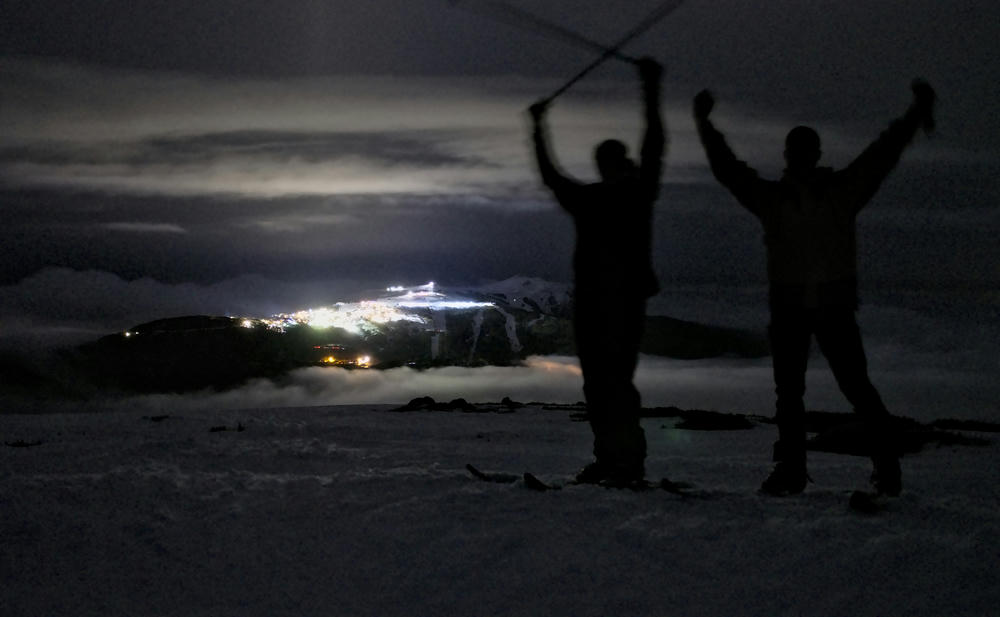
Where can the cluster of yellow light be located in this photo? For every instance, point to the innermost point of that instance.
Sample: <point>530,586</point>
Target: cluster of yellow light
<point>360,362</point>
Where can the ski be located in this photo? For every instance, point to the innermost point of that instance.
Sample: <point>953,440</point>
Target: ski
<point>869,502</point>
<point>532,482</point>
<point>501,478</point>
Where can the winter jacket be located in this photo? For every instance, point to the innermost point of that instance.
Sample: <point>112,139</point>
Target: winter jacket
<point>809,219</point>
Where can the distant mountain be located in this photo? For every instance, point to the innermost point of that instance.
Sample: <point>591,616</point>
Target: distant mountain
<point>496,324</point>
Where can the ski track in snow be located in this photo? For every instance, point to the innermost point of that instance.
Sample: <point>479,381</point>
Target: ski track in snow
<point>359,511</point>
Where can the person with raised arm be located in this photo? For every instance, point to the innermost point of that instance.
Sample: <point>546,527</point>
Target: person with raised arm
<point>613,277</point>
<point>808,217</point>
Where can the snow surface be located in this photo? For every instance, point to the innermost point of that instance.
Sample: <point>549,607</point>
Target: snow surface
<point>362,511</point>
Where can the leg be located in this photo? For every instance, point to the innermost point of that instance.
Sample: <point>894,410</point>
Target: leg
<point>840,341</point>
<point>608,343</point>
<point>790,332</point>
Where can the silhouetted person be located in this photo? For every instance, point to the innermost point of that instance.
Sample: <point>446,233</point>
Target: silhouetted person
<point>809,229</point>
<point>613,277</point>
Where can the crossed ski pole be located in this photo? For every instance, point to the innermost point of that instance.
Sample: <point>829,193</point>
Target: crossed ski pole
<point>518,17</point>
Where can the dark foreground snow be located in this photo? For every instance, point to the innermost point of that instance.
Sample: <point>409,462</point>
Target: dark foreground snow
<point>361,511</point>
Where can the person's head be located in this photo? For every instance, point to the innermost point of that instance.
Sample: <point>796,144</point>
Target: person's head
<point>612,160</point>
<point>802,149</point>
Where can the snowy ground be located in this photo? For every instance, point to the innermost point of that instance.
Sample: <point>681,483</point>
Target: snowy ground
<point>360,511</point>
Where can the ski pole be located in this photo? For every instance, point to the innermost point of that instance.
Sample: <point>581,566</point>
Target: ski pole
<point>658,14</point>
<point>520,18</point>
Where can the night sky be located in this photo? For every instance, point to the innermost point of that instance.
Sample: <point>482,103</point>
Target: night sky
<point>245,157</point>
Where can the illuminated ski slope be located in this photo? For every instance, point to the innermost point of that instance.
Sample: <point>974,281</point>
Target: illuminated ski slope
<point>367,315</point>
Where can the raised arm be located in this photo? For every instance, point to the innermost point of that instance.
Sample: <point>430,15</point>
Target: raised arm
<point>741,179</point>
<point>654,139</point>
<point>864,175</point>
<point>560,184</point>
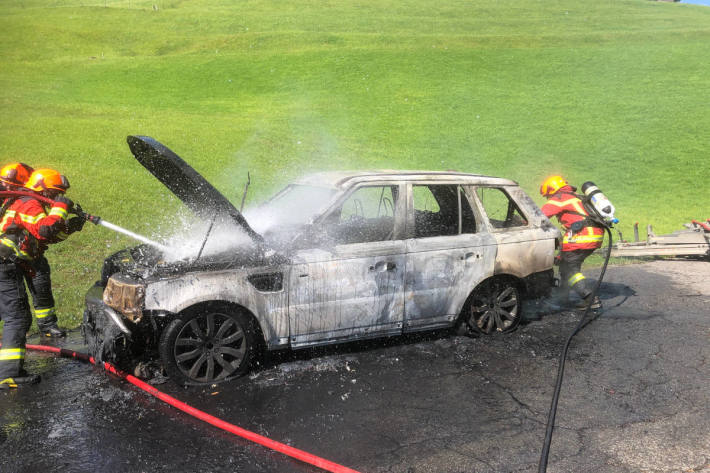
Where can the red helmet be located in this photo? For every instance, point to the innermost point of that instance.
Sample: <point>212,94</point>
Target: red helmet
<point>15,174</point>
<point>47,179</point>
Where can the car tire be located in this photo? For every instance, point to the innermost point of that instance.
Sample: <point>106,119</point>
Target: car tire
<point>494,306</point>
<point>208,344</point>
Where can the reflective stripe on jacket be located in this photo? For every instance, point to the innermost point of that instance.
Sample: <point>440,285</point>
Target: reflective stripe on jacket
<point>27,228</point>
<point>568,209</point>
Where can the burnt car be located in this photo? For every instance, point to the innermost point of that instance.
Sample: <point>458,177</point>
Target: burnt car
<point>333,257</point>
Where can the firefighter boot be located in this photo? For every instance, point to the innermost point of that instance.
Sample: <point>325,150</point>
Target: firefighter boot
<point>22,379</point>
<point>51,331</point>
<point>596,303</point>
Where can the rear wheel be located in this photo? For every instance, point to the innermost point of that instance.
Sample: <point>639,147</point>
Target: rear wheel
<point>494,306</point>
<point>209,344</point>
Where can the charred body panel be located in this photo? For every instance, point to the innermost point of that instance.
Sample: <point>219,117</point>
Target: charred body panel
<point>174,295</point>
<point>387,252</point>
<point>355,291</point>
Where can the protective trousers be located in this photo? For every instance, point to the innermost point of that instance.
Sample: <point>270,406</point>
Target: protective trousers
<point>40,286</point>
<point>571,276</point>
<point>15,313</point>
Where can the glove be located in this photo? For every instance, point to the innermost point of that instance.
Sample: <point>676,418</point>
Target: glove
<point>75,224</point>
<point>64,200</point>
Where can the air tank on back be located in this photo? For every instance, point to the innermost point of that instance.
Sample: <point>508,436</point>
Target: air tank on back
<point>600,202</point>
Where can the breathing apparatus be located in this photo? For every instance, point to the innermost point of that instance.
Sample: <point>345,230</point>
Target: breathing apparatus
<point>601,212</point>
<point>599,203</point>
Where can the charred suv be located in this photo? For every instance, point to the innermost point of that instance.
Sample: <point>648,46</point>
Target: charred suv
<point>334,257</point>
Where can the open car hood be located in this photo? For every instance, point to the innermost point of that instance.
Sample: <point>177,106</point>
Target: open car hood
<point>186,183</point>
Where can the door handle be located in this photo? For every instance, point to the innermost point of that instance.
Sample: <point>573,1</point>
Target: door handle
<point>382,266</point>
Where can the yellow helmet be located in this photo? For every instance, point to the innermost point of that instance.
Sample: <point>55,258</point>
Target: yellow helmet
<point>551,185</point>
<point>16,174</point>
<point>47,179</point>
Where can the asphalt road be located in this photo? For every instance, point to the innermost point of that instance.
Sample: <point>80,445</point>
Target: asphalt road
<point>635,398</point>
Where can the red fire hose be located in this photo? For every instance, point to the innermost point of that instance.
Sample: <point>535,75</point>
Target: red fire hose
<point>292,452</point>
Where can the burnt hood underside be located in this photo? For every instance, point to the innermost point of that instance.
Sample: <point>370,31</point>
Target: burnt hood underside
<point>186,183</point>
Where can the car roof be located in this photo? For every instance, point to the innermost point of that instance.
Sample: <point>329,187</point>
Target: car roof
<point>344,179</point>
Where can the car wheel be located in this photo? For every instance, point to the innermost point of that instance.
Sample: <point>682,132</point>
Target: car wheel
<point>494,306</point>
<point>208,345</point>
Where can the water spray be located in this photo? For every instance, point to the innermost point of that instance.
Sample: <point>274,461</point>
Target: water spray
<point>96,220</point>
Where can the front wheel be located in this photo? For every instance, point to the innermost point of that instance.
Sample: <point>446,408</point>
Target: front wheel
<point>209,344</point>
<point>494,306</point>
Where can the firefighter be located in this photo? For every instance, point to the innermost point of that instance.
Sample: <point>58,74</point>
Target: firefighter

• _EXERCISE DESCRIPTION_
Render every line of the entries above as a JSON list of strings, one string per line, with blank lines and the pictures left out.

• _WRITTEN SOLUTION_
[
  "Where can the cluster of yellow light be located in this photo? For every instance, point to the innermost point of that instance.",
  "Sample: <point>530,586</point>",
  "Target: cluster of yellow light",
  "<point>360,362</point>",
  "Where can the ski be located in this photo? For every instance, point to the innermost point of that instance.",
  "Sample: <point>953,440</point>",
  "Target: ski",
  "<point>869,502</point>",
  "<point>532,482</point>",
  "<point>501,478</point>",
  "Where can the winter jacket be located in this photo? For every instance, point to the innermost point of that instance.",
  "Sample: <point>112,139</point>",
  "Target: winter jacket",
  "<point>809,219</point>",
  "Where can the distant mountain be located in this photo? For every instance, point to the innermost point of that instance.",
  "Sample: <point>591,616</point>",
  "Target: distant mountain",
  "<point>496,324</point>",
  "Where can the ski track in snow be located in this photo? For every instance, point to the innermost point of that instance.",
  "Sample: <point>479,381</point>",
  "Target: ski track in snow",
  "<point>359,511</point>",
  "Where can the person with raised arm be located in this photo? For every instance, point to the innermost point of that instance.",
  "Sample: <point>546,527</point>",
  "Target: person with raised arm",
  "<point>613,277</point>",
  "<point>808,217</point>",
  "Where can the snow surface be located in this photo? For every instance, point to the innermost point of that instance.",
  "Sample: <point>549,607</point>",
  "Target: snow surface",
  "<point>362,511</point>",
  "Where can the leg be located in this photo? For every instance, point to the innermost point of that instance.",
  "Sample: <point>894,410</point>",
  "Target: leg",
  "<point>840,341</point>",
  "<point>608,343</point>",
  "<point>790,332</point>",
  "Where can the silhouetted person be located in this photo? For every instance, point to the innermost point of that instance.",
  "Sample: <point>446,233</point>",
  "Target: silhouetted person",
  "<point>809,229</point>",
  "<point>613,277</point>",
  "Where can the crossed ski pole be located in this photo? For every instance, point to the innermost point of that instance.",
  "Sample: <point>829,193</point>",
  "Target: crossed ski pole",
  "<point>518,17</point>",
  "Where can the dark foreground snow be located in this photo? For every instance, point to the innermost point of that instance.",
  "Sample: <point>409,462</point>",
  "Target: dark foreground snow",
  "<point>361,511</point>",
  "Where can the person's head be located in this photo? For every instance, point to the innermost point of that instance.",
  "Sample: <point>796,144</point>",
  "Target: person's head",
  "<point>612,160</point>",
  "<point>802,149</point>",
  "Where can the snowy ground be located in this photo? For every instance, point to the innermost point of that instance.",
  "Sample: <point>681,483</point>",
  "Target: snowy ground",
  "<point>360,511</point>",
  "Where can the ski pole be located in this photo? For every instance, point to the innermost point of that instance.",
  "Sample: <point>581,566</point>",
  "Target: ski pole",
  "<point>658,14</point>",
  "<point>520,18</point>",
  "Where can the night sky be located in this photo? For every instance, point to the innermost point of that instance.",
  "Sample: <point>482,103</point>",
  "Target: night sky",
  "<point>245,157</point>",
  "Where can the illuminated ski slope be located in this photo? For every instance, point to the innermost point of that instance.",
  "Sample: <point>974,281</point>",
  "Target: illuminated ski slope",
  "<point>367,315</point>",
  "Where can the raised arm be located in this photo? For every instance, point to the innermost point of that instance.",
  "Sample: <point>430,15</point>",
  "Target: raised arm",
  "<point>741,179</point>",
  "<point>654,139</point>",
  "<point>864,175</point>",
  "<point>560,184</point>",
  "Where can the red helmet be located in this photo? For every instance, point to the innermost point of that instance.",
  "Sample: <point>212,94</point>",
  "Target: red helmet",
  "<point>15,174</point>",
  "<point>47,179</point>",
  "Where can the car tire be located in this photo? For every instance, point to the innermost point of that instance.",
  "Sample: <point>106,119</point>",
  "Target: car tire",
  "<point>494,306</point>",
  "<point>208,344</point>",
  "Where can the reflective stripe on jacket be located in this photo? For every instance, point to the innermost point of that instance.",
  "Sample: <point>440,285</point>",
  "Target: reflective stripe on jacket",
  "<point>27,228</point>",
  "<point>568,209</point>",
  "Where can the burnt car be located in this photo? For every instance, point to the innermost point of that instance.",
  "Sample: <point>458,177</point>",
  "Target: burnt car",
  "<point>333,257</point>",
  "Where can the firefighter boot be located in this photo? For every instance, point to the innermost point of that instance.",
  "Sample: <point>325,150</point>",
  "Target: firefighter boot",
  "<point>22,379</point>",
  "<point>51,331</point>",
  "<point>596,303</point>",
  "Where can the rear wheel be located in this photo? For every instance, point to the innermost point of that instance.",
  "Sample: <point>639,147</point>",
  "Target: rear wheel",
  "<point>494,306</point>",
  "<point>209,344</point>",
  "Where can the charred body panel be located in this photo? For every instance, point to the innermost point of that instance.",
  "Sample: <point>219,117</point>",
  "Target: charred body panel",
  "<point>174,295</point>",
  "<point>387,252</point>",
  "<point>355,291</point>",
  "Where can the protective trousers be located in this photo? For every instance, point to the innermost point of that instance.",
  "Sample: <point>270,406</point>",
  "Target: protective trousers",
  "<point>40,286</point>",
  "<point>571,276</point>",
  "<point>15,313</point>",
  "Where can the glove be located in this photo? For every instance, point to the innermost point of that instance.",
  "Sample: <point>676,418</point>",
  "Target: glove",
  "<point>75,224</point>",
  "<point>64,200</point>",
  "Where can the air tank on back be located in this photo? For every instance, point to the innermost point of that instance.",
  "Sample: <point>508,436</point>",
  "Target: air tank on back",
  "<point>600,202</point>",
  "Where can the breathing apparatus be located in this photo? For every instance, point to the innermost point of that instance.",
  "Sample: <point>345,230</point>",
  "Target: breathing apparatus",
  "<point>601,212</point>",
  "<point>599,203</point>",
  "Where can the charred suv be located in this photo? For every instance, point to the innermost point of that instance.",
  "Sample: <point>648,46</point>",
  "Target: charred suv",
  "<point>334,257</point>",
  "Where can the open car hood be located in this photo? For every instance, point to the innermost point of that instance.",
  "Sample: <point>177,106</point>",
  "Target: open car hood",
  "<point>186,183</point>",
  "Where can the door handle be located in this photo? For every instance, point to the innermost point of that instance.",
  "Sample: <point>573,1</point>",
  "Target: door handle",
  "<point>382,266</point>",
  "Where can the yellow helmet be located in this photo? For every instance, point to the innermost point of that instance.",
  "Sample: <point>55,258</point>",
  "Target: yellow helmet",
  "<point>551,185</point>",
  "<point>16,174</point>",
  "<point>47,179</point>",
  "Where can the asphalt road be located in this photo? For every instance, point to the innermost point of that instance.",
  "Sample: <point>80,445</point>",
  "Target: asphalt road",
  "<point>635,398</point>",
  "Where can the red fire hose be located in this photo? For every instance, point to the innermost point of that instance.",
  "Sample: <point>535,75</point>",
  "Target: red fire hose",
  "<point>292,452</point>",
  "Where can the burnt hood underside be located in this photo? For every instance, point to the innermost point of that instance.",
  "Sample: <point>370,31</point>",
  "Target: burnt hood underside",
  "<point>186,183</point>",
  "Where can the car roof be located in this photo? For every instance, point to the innermost point of that instance.",
  "Sample: <point>329,187</point>",
  "Target: car roof",
  "<point>344,179</point>",
  "Where can the car wheel be located in this photo? For every instance, point to the innermost point of that instance.",
  "Sample: <point>682,132</point>",
  "Target: car wheel",
  "<point>494,306</point>",
  "<point>208,345</point>",
  "Where can the water spray be located in this photo? For every instance, point to the innermost point of that instance.",
  "Sample: <point>274,461</point>",
  "Target: water spray",
  "<point>96,220</point>",
  "Where can the front wheel be located in this photo? For every instance, point to the innermost point of that instance.",
  "Sample: <point>446,408</point>",
  "Target: front wheel",
  "<point>209,344</point>",
  "<point>494,306</point>",
  "Where can the firefighter be located in this photo? For every instance, point to the innermost point of that instance.",
  "Sample: <point>58,74</point>",
  "Target: firefighter"
]